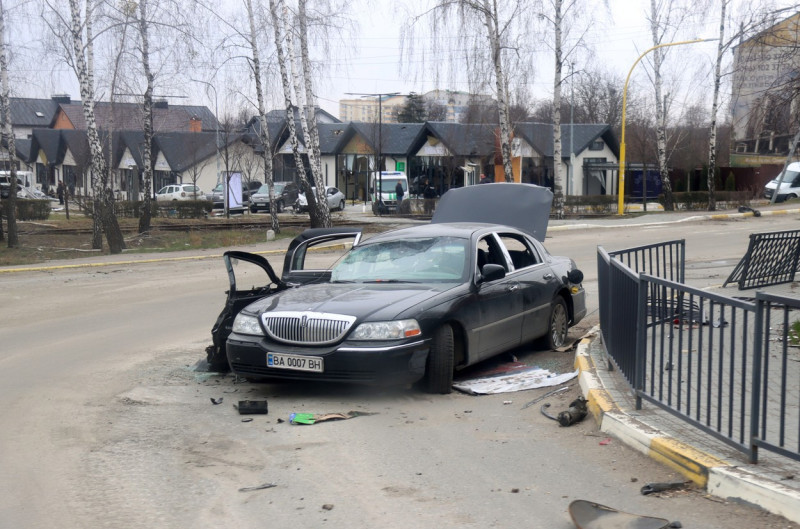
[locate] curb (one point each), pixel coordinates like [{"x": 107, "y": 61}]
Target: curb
[{"x": 718, "y": 478}]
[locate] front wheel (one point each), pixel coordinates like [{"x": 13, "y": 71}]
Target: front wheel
[
  {"x": 558, "y": 324},
  {"x": 440, "y": 363}
]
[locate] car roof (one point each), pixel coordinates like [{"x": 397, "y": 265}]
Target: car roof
[
  {"x": 462, "y": 230},
  {"x": 525, "y": 207}
]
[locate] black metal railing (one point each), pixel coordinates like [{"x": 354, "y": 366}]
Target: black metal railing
[
  {"x": 775, "y": 421},
  {"x": 727, "y": 366},
  {"x": 696, "y": 358}
]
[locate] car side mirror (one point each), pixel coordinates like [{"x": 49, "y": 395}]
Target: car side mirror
[{"x": 492, "y": 272}]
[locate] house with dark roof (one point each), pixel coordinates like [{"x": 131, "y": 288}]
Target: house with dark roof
[{"x": 594, "y": 149}]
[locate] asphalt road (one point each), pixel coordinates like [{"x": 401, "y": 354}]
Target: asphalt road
[{"x": 106, "y": 423}]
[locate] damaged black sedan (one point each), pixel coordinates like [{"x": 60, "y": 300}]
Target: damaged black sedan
[{"x": 417, "y": 303}]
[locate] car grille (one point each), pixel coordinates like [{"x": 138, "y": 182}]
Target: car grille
[{"x": 307, "y": 328}]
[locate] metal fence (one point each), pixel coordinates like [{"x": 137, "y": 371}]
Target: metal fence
[{"x": 727, "y": 366}]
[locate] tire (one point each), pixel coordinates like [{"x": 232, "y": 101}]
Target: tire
[
  {"x": 440, "y": 363},
  {"x": 558, "y": 324}
]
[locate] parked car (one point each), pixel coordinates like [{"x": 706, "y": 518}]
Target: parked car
[
  {"x": 412, "y": 304},
  {"x": 790, "y": 186},
  {"x": 284, "y": 193},
  {"x": 335, "y": 199},
  {"x": 179, "y": 192},
  {"x": 217, "y": 195}
]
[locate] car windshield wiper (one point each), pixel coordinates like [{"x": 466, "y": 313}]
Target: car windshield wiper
[{"x": 389, "y": 281}]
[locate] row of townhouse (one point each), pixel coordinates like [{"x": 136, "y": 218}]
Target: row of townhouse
[{"x": 190, "y": 147}]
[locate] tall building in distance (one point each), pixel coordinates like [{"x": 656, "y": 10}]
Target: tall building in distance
[
  {"x": 455, "y": 105},
  {"x": 765, "y": 83}
]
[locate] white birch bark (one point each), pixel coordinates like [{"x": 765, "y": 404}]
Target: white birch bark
[
  {"x": 262, "y": 117},
  {"x": 661, "y": 112},
  {"x": 491, "y": 16},
  {"x": 147, "y": 109},
  {"x": 712, "y": 137},
  {"x": 8, "y": 138},
  {"x": 287, "y": 97},
  {"x": 558, "y": 162},
  {"x": 323, "y": 213},
  {"x": 102, "y": 196}
]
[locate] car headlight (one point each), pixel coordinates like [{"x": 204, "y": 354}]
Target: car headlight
[
  {"x": 386, "y": 330},
  {"x": 246, "y": 324}
]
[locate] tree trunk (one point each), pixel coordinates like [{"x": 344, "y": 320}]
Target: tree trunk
[
  {"x": 661, "y": 115},
  {"x": 306, "y": 123},
  {"x": 103, "y": 199},
  {"x": 312, "y": 139},
  {"x": 502, "y": 92},
  {"x": 305, "y": 187},
  {"x": 147, "y": 108},
  {"x": 262, "y": 119},
  {"x": 8, "y": 139},
  {"x": 712, "y": 137},
  {"x": 558, "y": 162}
]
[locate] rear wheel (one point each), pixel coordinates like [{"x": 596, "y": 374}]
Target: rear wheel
[
  {"x": 558, "y": 324},
  {"x": 439, "y": 367}
]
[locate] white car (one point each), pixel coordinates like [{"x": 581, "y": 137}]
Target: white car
[
  {"x": 790, "y": 184},
  {"x": 334, "y": 197},
  {"x": 175, "y": 192}
]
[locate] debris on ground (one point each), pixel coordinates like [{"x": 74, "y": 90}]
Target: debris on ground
[
  {"x": 313, "y": 418},
  {"x": 652, "y": 488},
  {"x": 530, "y": 378},
  {"x": 252, "y": 407},
  {"x": 591, "y": 515},
  {"x": 574, "y": 414},
  {"x": 548, "y": 394},
  {"x": 258, "y": 487}
]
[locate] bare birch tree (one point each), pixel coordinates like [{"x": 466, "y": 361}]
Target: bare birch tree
[
  {"x": 262, "y": 117},
  {"x": 147, "y": 110},
  {"x": 8, "y": 139},
  {"x": 488, "y": 54},
  {"x": 284, "y": 65},
  {"x": 304, "y": 92},
  {"x": 103, "y": 196}
]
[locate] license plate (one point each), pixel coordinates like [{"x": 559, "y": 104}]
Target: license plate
[{"x": 295, "y": 362}]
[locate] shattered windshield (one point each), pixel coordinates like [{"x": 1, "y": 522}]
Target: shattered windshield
[{"x": 432, "y": 259}]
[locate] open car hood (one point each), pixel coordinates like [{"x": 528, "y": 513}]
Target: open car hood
[{"x": 522, "y": 206}]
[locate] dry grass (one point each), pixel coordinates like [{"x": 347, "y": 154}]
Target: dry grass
[{"x": 59, "y": 238}]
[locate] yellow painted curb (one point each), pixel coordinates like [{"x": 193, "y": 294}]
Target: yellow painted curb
[{"x": 690, "y": 462}]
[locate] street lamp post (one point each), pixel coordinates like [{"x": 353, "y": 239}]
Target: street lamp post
[
  {"x": 621, "y": 185},
  {"x": 380, "y": 146}
]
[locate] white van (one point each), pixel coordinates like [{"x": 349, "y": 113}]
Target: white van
[
  {"x": 790, "y": 186},
  {"x": 385, "y": 185}
]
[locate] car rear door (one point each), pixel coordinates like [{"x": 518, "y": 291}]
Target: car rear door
[{"x": 498, "y": 306}]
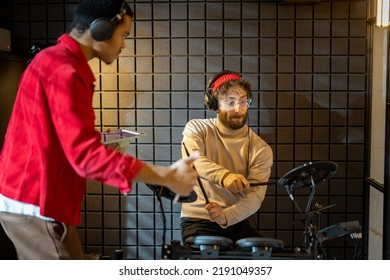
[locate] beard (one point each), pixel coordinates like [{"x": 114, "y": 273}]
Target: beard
[{"x": 234, "y": 121}]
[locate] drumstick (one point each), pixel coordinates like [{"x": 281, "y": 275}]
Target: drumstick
[
  {"x": 263, "y": 183},
  {"x": 198, "y": 179}
]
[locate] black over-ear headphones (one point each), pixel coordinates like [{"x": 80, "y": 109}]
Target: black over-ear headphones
[
  {"x": 103, "y": 28},
  {"x": 210, "y": 101}
]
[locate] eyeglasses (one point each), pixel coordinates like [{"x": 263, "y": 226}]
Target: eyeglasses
[{"x": 231, "y": 103}]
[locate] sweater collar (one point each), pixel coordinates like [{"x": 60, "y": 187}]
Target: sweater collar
[{"x": 231, "y": 132}]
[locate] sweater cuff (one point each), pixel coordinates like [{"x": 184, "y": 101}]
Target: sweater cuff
[{"x": 224, "y": 177}]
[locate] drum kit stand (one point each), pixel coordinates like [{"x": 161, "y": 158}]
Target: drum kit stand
[{"x": 216, "y": 247}]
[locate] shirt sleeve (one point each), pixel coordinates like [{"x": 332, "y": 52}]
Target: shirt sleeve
[{"x": 70, "y": 102}]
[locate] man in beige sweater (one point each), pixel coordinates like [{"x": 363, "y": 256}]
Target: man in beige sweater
[{"x": 231, "y": 158}]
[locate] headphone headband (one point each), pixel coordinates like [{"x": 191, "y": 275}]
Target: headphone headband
[
  {"x": 103, "y": 28},
  {"x": 223, "y": 79}
]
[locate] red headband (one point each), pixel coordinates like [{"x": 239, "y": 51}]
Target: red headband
[{"x": 223, "y": 79}]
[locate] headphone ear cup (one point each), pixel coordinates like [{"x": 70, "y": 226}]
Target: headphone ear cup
[{"x": 102, "y": 29}]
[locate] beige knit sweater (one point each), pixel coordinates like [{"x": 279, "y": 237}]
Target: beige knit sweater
[{"x": 224, "y": 150}]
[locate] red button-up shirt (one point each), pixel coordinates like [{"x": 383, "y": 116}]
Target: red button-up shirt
[{"x": 51, "y": 145}]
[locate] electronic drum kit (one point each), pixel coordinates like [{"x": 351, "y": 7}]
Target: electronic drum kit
[{"x": 218, "y": 247}]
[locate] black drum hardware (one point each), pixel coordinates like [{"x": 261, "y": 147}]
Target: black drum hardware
[{"x": 218, "y": 247}]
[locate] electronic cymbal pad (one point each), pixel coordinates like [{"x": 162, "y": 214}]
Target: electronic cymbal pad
[
  {"x": 167, "y": 193},
  {"x": 307, "y": 174}
]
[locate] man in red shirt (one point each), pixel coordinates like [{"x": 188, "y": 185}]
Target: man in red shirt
[{"x": 51, "y": 146}]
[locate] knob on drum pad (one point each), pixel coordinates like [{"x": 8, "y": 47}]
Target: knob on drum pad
[{"x": 302, "y": 176}]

★ ★ ★ ★ ★

EXERCISE AIM. Lines from the one containing "Target: electronic drum kit" through the last line of the records, both included, are the only ones to print, each exactly as it is.

RESPONSE TO THIS EXERCISE.
Target: electronic drum kit
[{"x": 218, "y": 247}]
[locate] black drum hardware (one point each), pixel coordinates like [{"x": 261, "y": 147}]
Target: black drum hardware
[{"x": 218, "y": 247}]
[locate] electronic cymbal pad (one point each), pixel coordinates like [{"x": 162, "y": 214}]
Target: electronic cymbal pad
[
  {"x": 167, "y": 193},
  {"x": 307, "y": 174}
]
[locate] man in red shirt (one point each), pixel coordinates like [{"x": 188, "y": 185}]
Target: man in red shirt
[{"x": 51, "y": 146}]
[locate] knob on drum pad (one point each), pixel coordinates like [{"x": 8, "y": 47}]
Target: knob on drum pad
[{"x": 302, "y": 176}]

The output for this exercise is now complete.